Excerpted text:
Back around 2007 the private health insurance industry worked to get state insurance regulation boards to allow the insurance industry to pre-approve treatment they would pay for. California was the main state, and the only one I can find published evidence that they did, to deny the health insurance the right to deny health care that they did not want to pay for. Since then, California has moved to have the best change in middle age death rates from 2007 to 2019, the last year before COIVID. The states’s numbers on the above map shows the percent of their age 25 through 64 deaths that would not have happened if that state had experienced California’s annual percent change in their death rate. During this time the non-California age 25 through 64 population experienced 7,513,336 deaths. If they had followed California’s changing death rates during this time would have been 6,987,738. In other words, 525,598 or seven percent of those middle aged deaths in the other states would not have happened if their death rates had changed like California’s. The states’s numbers on the graph shows the percent of the states’s middle age deaths from 2007 to 2019 that the health insurance industry’s denial of care has caused. Or, we can see that California’s age 25-64 death rate changed from 306.6 deaths per 100,000 to 297.2 while the rest of the United States increased from 381.2 to 410.3 on the same measure. For example, West Virginia’s. 113,511 middle aged deaths would have only been 76,140, or from 670.9 to 570.8 deaths per 100,000 in 2019, if their death rate had changed in the same direction and percent California’s did.

Problem set:
a – List every count of deaths that appears in the passage on middle-age death rates above, not rates or percentages, and say what each one counts.
b – According to the passage on middle-age death rates, how did California's age 25-64 death rate change?
c – Continue the passage on middle-age death rates from its final sentence.

Data under study:

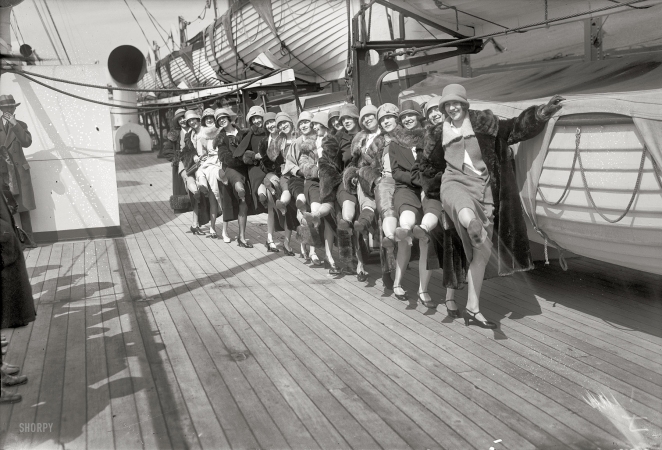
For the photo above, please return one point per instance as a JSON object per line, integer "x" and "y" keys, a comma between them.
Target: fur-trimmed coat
{"x": 366, "y": 163}
{"x": 293, "y": 156}
{"x": 402, "y": 141}
{"x": 308, "y": 159}
{"x": 226, "y": 146}
{"x": 330, "y": 168}
{"x": 345, "y": 140}
{"x": 494, "y": 135}
{"x": 272, "y": 154}
{"x": 250, "y": 145}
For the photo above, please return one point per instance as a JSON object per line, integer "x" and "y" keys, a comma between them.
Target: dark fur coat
{"x": 330, "y": 168}
{"x": 401, "y": 169}
{"x": 272, "y": 154}
{"x": 308, "y": 159}
{"x": 226, "y": 146}
{"x": 365, "y": 165}
{"x": 494, "y": 135}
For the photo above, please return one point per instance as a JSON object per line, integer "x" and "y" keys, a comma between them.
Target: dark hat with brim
{"x": 410, "y": 107}
{"x": 8, "y": 100}
{"x": 453, "y": 93}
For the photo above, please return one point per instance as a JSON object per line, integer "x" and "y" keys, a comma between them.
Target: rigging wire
{"x": 153, "y": 19}
{"x": 66, "y": 19}
{"x": 57, "y": 31}
{"x": 139, "y": 26}
{"x": 98, "y": 86}
{"x": 172, "y": 105}
{"x": 17, "y": 27}
{"x": 414, "y": 50}
{"x": 15, "y": 34}
{"x": 47, "y": 31}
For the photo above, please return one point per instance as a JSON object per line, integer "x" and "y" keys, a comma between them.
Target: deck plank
{"x": 164, "y": 339}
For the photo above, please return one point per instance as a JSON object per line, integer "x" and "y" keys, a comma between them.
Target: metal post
{"x": 593, "y": 39}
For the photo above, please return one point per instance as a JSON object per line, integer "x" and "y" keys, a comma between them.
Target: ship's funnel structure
{"x": 126, "y": 66}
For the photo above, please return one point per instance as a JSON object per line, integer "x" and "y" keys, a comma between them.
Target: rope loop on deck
{"x": 578, "y": 158}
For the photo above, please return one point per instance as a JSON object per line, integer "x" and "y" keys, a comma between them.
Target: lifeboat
{"x": 254, "y": 37}
{"x": 591, "y": 183}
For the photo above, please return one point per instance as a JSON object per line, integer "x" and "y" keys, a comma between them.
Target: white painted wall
{"x": 72, "y": 160}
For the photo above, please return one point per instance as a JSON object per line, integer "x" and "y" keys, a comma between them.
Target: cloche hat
{"x": 387, "y": 109}
{"x": 410, "y": 107}
{"x": 305, "y": 115}
{"x": 254, "y": 112}
{"x": 283, "y": 117}
{"x": 208, "y": 112}
{"x": 349, "y": 110}
{"x": 366, "y": 110}
{"x": 453, "y": 93}
{"x": 434, "y": 101}
{"x": 322, "y": 118}
{"x": 192, "y": 114}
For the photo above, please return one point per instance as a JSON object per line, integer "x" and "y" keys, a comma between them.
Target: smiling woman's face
{"x": 304, "y": 126}
{"x": 270, "y": 126}
{"x": 223, "y": 121}
{"x": 388, "y": 123}
{"x": 410, "y": 121}
{"x": 455, "y": 110}
{"x": 370, "y": 122}
{"x": 285, "y": 127}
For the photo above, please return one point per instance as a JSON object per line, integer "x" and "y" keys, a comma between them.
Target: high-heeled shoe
{"x": 197, "y": 231}
{"x": 344, "y": 225}
{"x": 263, "y": 200}
{"x": 281, "y": 207}
{"x": 430, "y": 304}
{"x": 475, "y": 231}
{"x": 400, "y": 296}
{"x": 388, "y": 241}
{"x": 244, "y": 244}
{"x": 421, "y": 233}
{"x": 470, "y": 319}
{"x": 454, "y": 313}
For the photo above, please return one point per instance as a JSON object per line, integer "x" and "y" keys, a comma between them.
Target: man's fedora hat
{"x": 8, "y": 100}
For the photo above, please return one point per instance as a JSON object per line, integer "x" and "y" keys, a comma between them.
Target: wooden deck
{"x": 162, "y": 339}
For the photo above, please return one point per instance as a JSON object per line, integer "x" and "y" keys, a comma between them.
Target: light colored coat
{"x": 17, "y": 177}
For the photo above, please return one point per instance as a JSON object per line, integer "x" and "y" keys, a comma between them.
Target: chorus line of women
{"x": 435, "y": 183}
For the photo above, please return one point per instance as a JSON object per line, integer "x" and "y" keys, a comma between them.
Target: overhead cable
{"x": 48, "y": 33}
{"x": 98, "y": 86}
{"x": 153, "y": 108}
{"x": 57, "y": 31}
{"x": 413, "y": 50}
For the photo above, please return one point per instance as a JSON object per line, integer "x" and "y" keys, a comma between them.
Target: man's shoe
{"x": 8, "y": 369}
{"x": 10, "y": 380}
{"x": 7, "y": 397}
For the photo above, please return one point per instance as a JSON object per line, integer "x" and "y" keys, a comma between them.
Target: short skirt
{"x": 384, "y": 197}
{"x": 406, "y": 199}
{"x": 295, "y": 186}
{"x": 311, "y": 189}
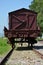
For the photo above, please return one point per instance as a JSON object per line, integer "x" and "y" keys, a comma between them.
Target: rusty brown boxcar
{"x": 22, "y": 24}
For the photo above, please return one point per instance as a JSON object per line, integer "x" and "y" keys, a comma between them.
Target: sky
{"x": 7, "y": 6}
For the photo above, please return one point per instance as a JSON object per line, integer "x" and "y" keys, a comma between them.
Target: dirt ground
{"x": 24, "y": 56}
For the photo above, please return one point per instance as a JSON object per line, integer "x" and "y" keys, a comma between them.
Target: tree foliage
{"x": 37, "y": 6}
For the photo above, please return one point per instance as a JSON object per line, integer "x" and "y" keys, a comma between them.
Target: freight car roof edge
{"x": 22, "y": 10}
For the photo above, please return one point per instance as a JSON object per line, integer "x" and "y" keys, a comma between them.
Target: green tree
{"x": 37, "y": 6}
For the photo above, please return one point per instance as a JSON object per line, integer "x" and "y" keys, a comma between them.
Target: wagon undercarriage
{"x": 22, "y": 25}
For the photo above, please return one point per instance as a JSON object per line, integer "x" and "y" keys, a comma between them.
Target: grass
{"x": 4, "y": 47}
{"x": 40, "y": 39}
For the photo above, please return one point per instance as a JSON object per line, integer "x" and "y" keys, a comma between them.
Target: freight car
{"x": 23, "y": 25}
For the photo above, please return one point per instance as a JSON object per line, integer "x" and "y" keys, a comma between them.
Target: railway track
{"x": 23, "y": 56}
{"x": 6, "y": 57}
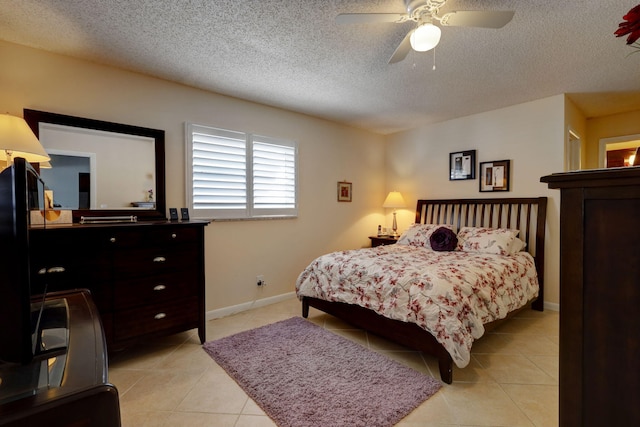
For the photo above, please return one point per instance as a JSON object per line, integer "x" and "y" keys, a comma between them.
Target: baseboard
{"x": 234, "y": 309}
{"x": 551, "y": 306}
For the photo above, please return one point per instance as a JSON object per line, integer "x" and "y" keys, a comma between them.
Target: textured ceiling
{"x": 291, "y": 54}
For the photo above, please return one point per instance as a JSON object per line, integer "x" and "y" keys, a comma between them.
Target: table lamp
{"x": 17, "y": 140}
{"x": 394, "y": 200}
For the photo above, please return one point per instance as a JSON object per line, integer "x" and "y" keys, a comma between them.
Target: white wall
{"x": 235, "y": 251}
{"x": 531, "y": 135}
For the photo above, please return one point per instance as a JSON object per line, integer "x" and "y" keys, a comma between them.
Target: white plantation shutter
{"x": 234, "y": 175}
{"x": 274, "y": 177}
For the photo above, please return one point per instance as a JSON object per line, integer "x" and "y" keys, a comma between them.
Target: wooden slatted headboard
{"x": 525, "y": 214}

Your written answers:
a –
- 7,513,336: actual deaths among the non-California age 25 through 64 population during the period.
- 6,987,738: the deaths that population would have had if it had followed California's changing death rates.
- 525,598: the difference between those two figures, which is seven percent of the middle-aged deaths in the other states.
- 113,511: West Virginia's middle-aged deaths.
- 76,140: the number West Virginia's middle-aged deaths would have been if its death rate had changed like California's.

b – It changed from 306.6 deaths per 100,000 to 297.2.

c –
Why is California different? It is because Natalie Sarkisyan died in December of 2007 when the health insurance industry was trying to get approval for the system of requiring patients to get prior approval for them to pay for health care. She died a few hours after the insurance company, after denying care three times, finally agreed to pay for a transplant because their denying her care was getting too much publicity. With help from the California nurse’s organization, her parents got substantial publicity. An internet search for her unique name fourteen years after she died comes up with more than 2,500 hits. The publicity about how the health insurance industry caused her death seems to have caused California to most thoroughly deny the health insurance industry the right to deny care through a pre-care approval process. This denial sets up an accidental control experiment that lets us see how the introduction of this way for the health insurance to deny care caused additional deaths. California gets to play the role of control group and the other 49 states get to be, or repeat being 48 times, the experimental groups to measure the effect of letting health insurance companies deny care on death rates.
There is another aspect of this unique event and the relationship to California mortality described in chapter VII of the book Deadly Spin by Wendell Potter. Potter was a high executive in health insurance public relations when she died and his experience using public relations tools to take the blame for her death away from a private health insurance company, caused him to leave the health insurance industry and write the best description we have of how the private health insurance industry makes more money by denying care. (If anyone knows how to reach him without paying him, let me know. I just want to let him see some empirical results that supports his argument).
How did I come to look at this? A couple of years ago when I was playing with mortality data, I found this unusual set of changes in our death rates by age, our middle aged deaths rates were going up and our elderly death rates were going down. On my next doctor’s visit, I asked him if he knew what was causing it. He said: “Health insurance is denying care.” He also asked that if I wrote about this to not use his name.
The source of the mortality data for this is the “Underlying Cause of Death” link at wonder.cdc.gov. If you go play with this data source for an hour or so you will be amazed at how much you can find out about how we are dying. It is free and available almost all the time, I can even access it when my access to the internet is only through my cell phone.